### READING TEXT ###

Posts Tagged ‘Six Sigma’

Sloan Review on Process Improvement

Thursday, February 11th, 2010

Interesting article in the MIT Sloan Review on “Where Process-Improvement Projects Go Wrong“.  It compares process improvement projects to the behavior of a metal spring, by dividing into three phases:

  1. Stretching – at the beginning, a small team is motivated to succeed, and has support of executives.  A six sigma or process improvement coach helps them navigate some of the harder issues to make sure they stay on target and achieve early success, which causes additional initiatives to be kicked off.
  2. Yielding – As the process improvement coach is removed, teams begin to revert back to prior behavior, or lose the ability to get the team objectively past some of the harder sticking points.  Executive attention, and perhaps some of the best team members, has moved to other projects.  Performance starts to retreat, though not necessarily to pre-improvement levels.
  3. Failing – the vicious cycle begins “With the improvement expert long gone and no additional training in Six Sigma or other improvement strategies provided by the aerospace company, team members became increasingly discouraged by their failure to build on earlier success. They eventually stopped caring about the improvement project, partly because it wasn’t tied to their performance reviews.”

Well, I feel motivated, how about you? Luckily we are not springs, we’re people, and we can be a bit more creative about avoiding this inglorious “failing” phase than the author imagines.

### RECORDED INFORMATION ###

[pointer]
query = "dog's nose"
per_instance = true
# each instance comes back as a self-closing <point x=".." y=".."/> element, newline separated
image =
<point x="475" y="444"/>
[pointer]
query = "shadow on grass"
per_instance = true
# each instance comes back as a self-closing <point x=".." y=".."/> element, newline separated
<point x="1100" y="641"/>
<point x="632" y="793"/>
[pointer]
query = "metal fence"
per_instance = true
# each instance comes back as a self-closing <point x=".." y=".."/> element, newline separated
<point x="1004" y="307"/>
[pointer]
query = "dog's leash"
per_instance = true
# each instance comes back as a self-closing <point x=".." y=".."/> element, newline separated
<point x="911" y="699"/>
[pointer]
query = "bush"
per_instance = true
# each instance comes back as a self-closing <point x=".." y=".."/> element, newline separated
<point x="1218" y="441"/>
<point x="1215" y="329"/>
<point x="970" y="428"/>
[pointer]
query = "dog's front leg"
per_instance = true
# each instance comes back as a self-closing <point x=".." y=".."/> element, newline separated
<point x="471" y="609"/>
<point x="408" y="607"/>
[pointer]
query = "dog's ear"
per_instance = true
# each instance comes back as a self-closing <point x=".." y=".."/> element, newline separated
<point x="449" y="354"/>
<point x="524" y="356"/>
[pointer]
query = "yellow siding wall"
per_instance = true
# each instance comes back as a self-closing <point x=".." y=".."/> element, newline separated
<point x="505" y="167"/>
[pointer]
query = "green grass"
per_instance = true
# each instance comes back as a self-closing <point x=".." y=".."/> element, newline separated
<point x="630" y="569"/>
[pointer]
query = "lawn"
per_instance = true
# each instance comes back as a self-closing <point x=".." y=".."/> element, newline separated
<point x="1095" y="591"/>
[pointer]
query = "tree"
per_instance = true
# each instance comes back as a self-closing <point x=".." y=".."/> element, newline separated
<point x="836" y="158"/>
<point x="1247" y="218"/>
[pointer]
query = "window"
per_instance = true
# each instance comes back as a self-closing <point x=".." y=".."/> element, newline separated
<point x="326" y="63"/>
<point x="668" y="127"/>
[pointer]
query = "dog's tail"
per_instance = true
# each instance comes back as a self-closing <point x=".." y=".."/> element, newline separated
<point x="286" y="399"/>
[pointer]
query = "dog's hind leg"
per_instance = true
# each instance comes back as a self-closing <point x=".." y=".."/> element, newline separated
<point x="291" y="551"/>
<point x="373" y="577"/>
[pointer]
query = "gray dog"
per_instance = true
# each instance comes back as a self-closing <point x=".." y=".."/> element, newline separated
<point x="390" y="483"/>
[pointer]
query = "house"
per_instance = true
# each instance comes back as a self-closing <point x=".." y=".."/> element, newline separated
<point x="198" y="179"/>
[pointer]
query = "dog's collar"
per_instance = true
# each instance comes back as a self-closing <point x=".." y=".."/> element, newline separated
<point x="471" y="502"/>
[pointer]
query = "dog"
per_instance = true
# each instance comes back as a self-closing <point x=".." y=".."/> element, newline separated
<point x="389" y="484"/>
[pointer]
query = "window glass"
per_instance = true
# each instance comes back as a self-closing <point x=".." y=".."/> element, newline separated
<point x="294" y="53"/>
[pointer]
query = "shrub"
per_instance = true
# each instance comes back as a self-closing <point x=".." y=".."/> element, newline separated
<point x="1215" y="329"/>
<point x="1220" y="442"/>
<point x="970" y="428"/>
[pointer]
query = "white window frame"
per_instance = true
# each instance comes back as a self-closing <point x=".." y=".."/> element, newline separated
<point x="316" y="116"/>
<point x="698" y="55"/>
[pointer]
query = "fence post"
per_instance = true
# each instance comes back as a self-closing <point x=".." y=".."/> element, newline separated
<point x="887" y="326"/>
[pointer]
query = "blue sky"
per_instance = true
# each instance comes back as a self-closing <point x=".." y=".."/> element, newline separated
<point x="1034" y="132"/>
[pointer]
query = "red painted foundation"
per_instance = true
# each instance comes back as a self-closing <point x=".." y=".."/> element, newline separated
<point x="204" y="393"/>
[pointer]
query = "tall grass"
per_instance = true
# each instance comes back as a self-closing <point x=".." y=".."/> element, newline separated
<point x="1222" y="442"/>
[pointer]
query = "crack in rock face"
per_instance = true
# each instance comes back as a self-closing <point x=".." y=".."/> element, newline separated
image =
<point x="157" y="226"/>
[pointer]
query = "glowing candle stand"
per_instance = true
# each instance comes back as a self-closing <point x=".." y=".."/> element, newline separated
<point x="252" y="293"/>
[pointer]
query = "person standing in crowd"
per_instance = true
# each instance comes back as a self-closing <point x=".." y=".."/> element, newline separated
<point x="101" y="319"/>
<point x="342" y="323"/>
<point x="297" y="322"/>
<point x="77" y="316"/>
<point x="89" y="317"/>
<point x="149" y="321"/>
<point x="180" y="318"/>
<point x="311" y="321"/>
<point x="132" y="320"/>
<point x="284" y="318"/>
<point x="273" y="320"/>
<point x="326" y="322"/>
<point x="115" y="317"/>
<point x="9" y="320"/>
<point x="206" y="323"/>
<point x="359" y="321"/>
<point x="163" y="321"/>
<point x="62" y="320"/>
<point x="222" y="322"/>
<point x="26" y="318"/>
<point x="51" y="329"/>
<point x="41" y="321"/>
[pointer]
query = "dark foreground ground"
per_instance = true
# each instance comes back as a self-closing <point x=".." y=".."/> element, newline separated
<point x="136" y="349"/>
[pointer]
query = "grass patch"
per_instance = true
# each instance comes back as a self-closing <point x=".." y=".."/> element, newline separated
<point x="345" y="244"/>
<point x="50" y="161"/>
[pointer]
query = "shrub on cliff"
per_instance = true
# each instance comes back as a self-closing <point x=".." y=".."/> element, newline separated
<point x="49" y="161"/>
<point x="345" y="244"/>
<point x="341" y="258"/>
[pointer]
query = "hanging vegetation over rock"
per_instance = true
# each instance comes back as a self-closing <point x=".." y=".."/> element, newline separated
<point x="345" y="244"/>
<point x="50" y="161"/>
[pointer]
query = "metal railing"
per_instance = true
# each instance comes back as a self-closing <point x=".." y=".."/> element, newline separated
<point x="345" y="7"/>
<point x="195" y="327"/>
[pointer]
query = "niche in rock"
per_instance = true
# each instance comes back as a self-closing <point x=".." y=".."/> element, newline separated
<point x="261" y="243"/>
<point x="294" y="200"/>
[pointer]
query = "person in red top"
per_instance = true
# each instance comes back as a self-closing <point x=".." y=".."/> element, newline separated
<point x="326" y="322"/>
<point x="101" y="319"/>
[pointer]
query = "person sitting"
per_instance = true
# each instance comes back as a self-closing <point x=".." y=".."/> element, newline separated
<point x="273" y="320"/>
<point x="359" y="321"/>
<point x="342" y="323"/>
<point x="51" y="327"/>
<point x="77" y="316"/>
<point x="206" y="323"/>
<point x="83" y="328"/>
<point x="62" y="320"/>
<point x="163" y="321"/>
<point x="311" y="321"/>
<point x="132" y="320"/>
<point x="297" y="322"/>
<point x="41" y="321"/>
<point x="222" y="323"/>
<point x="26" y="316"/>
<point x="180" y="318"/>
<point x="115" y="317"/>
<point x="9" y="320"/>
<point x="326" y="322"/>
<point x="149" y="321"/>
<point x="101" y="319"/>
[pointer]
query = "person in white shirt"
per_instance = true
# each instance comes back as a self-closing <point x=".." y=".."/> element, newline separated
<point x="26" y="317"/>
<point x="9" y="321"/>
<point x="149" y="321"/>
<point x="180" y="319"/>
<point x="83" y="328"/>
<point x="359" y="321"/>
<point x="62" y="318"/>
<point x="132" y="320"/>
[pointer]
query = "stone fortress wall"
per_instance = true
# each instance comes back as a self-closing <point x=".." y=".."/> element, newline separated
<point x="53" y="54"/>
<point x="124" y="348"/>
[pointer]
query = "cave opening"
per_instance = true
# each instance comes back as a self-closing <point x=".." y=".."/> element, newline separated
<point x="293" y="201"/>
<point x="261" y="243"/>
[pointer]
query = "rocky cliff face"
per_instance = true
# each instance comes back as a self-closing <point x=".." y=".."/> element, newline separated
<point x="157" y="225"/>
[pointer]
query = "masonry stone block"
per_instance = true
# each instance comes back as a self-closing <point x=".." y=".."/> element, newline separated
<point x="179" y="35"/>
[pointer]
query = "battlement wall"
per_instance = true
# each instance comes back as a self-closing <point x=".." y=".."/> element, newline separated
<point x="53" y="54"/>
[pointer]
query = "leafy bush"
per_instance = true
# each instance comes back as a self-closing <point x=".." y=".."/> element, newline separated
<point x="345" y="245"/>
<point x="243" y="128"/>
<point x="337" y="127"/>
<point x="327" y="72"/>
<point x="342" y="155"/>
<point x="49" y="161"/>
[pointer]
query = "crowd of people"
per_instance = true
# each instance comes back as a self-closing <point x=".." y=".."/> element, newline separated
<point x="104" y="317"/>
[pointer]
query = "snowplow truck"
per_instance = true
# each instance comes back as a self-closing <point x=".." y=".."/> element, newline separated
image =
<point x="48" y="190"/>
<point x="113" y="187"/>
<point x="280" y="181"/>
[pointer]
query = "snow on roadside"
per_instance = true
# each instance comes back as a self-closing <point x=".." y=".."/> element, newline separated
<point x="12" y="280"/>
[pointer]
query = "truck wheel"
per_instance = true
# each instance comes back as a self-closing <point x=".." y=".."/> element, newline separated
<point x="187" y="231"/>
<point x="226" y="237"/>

###

* [TO BE DONE]
According to the blog post on process improvement, what does the MIT Sloan Review article compare process improvement projects to? The records are separate material and are unrelated to the blog post.

* [PROBLEM SOLUTION]
The behavior of a metal spring.